---------- RECORDS FOR THE TASK ----------

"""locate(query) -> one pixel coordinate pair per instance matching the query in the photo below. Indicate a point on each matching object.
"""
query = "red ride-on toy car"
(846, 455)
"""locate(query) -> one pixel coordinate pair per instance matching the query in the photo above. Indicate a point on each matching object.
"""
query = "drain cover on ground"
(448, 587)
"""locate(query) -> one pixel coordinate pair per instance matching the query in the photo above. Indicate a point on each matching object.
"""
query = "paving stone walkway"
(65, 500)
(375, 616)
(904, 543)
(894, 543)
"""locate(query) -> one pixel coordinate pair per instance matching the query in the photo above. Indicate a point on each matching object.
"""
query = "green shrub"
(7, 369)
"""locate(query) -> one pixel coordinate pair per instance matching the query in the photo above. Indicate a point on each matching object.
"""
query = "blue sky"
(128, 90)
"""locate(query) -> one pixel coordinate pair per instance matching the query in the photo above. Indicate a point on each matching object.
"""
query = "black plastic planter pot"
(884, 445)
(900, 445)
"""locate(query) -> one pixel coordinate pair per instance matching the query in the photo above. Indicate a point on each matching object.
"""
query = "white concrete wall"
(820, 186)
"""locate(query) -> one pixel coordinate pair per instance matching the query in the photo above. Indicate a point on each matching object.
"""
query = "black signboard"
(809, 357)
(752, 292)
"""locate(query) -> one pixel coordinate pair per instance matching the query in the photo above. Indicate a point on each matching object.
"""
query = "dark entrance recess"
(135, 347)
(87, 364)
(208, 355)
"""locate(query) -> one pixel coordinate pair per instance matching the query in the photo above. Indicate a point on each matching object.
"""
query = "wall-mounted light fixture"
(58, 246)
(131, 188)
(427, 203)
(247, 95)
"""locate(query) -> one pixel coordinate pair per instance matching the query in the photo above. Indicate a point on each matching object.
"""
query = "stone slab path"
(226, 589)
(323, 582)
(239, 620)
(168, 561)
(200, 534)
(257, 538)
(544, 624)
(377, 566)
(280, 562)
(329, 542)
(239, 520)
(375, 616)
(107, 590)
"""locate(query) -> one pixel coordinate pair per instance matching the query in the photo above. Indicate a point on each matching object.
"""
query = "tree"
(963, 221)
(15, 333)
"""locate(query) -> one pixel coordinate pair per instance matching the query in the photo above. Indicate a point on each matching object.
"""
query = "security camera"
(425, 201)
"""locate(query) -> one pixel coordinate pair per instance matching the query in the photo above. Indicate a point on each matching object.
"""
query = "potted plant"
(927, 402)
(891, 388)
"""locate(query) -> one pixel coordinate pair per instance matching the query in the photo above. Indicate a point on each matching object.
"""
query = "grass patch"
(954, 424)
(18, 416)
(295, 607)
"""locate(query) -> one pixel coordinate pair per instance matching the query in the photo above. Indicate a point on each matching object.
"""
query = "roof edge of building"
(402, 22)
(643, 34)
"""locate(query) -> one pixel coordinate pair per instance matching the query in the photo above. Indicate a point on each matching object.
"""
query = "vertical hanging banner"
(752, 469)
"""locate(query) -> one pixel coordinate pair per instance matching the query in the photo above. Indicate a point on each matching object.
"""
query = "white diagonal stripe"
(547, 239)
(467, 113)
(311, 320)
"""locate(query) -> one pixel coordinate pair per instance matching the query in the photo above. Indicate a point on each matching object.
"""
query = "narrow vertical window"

----------

> _DIRECTIONS FOR THIS TASK_
Extract the full listing above without altering anything.

> _THE ANSWER_
"""locate(query) -> one pixel coordinate pair per instance matching the query in the photo below. Indicate a point on each matching object.
"""
query = "red ride-on toy car"
(846, 455)
"""locate(query) -> one pixel coordinate pair per instance matching the query in the photo above. Indicate a point on each matching object.
"""
query = "drain cover on ground"
(448, 587)
"""locate(query) -> one pixel coordinate pair per instance matching the query in the photo above. Indicate a point on each matching object.
"""
query = "paving stone walkway"
(65, 500)
(375, 616)
(904, 543)
(894, 543)
"""locate(query) -> one pixel coordinate pair per instance matching the query in the photo above. Indicate a point on each matching object.
"""
query = "green shrub"
(7, 369)
"""locate(query) -> one pixel coordinate pair per instance matching the query in the photo above. Indicate a point on each matching object.
"""
query = "blue sky"
(128, 90)
"""locate(query) -> one pixel coordinate pair per instance matching the query in the photo above. Indicate a point on each matching object.
"""
query = "black plastic planter pot"
(884, 445)
(900, 445)
"""locate(query) -> one pixel coordinate pair per instance matching the query in the photo above. Indicate a point on each matching object.
"""
query = "white concrete wall"
(820, 186)
"""locate(query) -> one pixel coordinate pair per instance matching the query in the photo above. Indicate a point on each matching object.
"""
query = "black signboard"
(809, 357)
(752, 292)
"""locate(query) -> one pixel coordinate pair per instance matching the query in the photo above. Indicate a point on each matching object.
"""
query = "dark entrance recess"
(135, 347)
(87, 364)
(208, 355)
"""locate(query) -> one pixel coordinate pair per instance matching the query in the photo above. Indicate a point on each matching object.
"""
query = "wall-mounted light fixture"
(58, 246)
(131, 188)
(427, 203)
(247, 95)
"""locate(query) -> one pixel coordinate pair per instance matching the query in the photo above. Indicate a point on each matching object.
"""
query = "stone slab path"
(226, 589)
(323, 582)
(239, 620)
(168, 561)
(200, 534)
(257, 538)
(544, 624)
(377, 566)
(280, 562)
(329, 542)
(239, 520)
(375, 616)
(107, 590)
"""locate(query) -> one pixel coordinate pair per instance matching the query in the photo above. Indicate a point on each matching object.
"""
query = "tree"
(963, 221)
(15, 333)
"""locate(query) -> one pixel coordinate pair per instance matching the query in the photo above. Indicate a point on each matching object.
"""
query = "security camera"
(425, 201)
"""locate(query) -> one pixel coordinate pair per instance matching the query in the photo above. Indicate a point on each matching object.
"""
query = "potted plant"
(927, 402)
(891, 388)
"""locate(query) -> one pixel coordinate pair per instance matching the query in the photo above. Indicate a point on each matching object.
"""
query = "grass patch"
(954, 424)
(18, 416)
(295, 607)
"""locate(query) -> one pixel coordinate pair per instance matching the query in the photo above. Indicate a point on each matching object.
"""
query = "roof edge of building"
(402, 22)
(643, 34)
"""locate(query) -> one pixel coordinate pair per instance matching the query in the photo above. Indicate a point on each matching object.
"""
query = "vertical hanging banner"
(752, 469)
"""locate(query) -> one pixel coordinate pair per instance matching the query in the photo above. Indicate a point on each matching object.
"""
query = "white diagonal stripe"
(547, 239)
(467, 113)
(311, 320)
"""locate(query) -> one pixel coordinate pair per instance matching the query in the photo above. Indicate a point on each matching object.
"""
query = "narrow vertical window"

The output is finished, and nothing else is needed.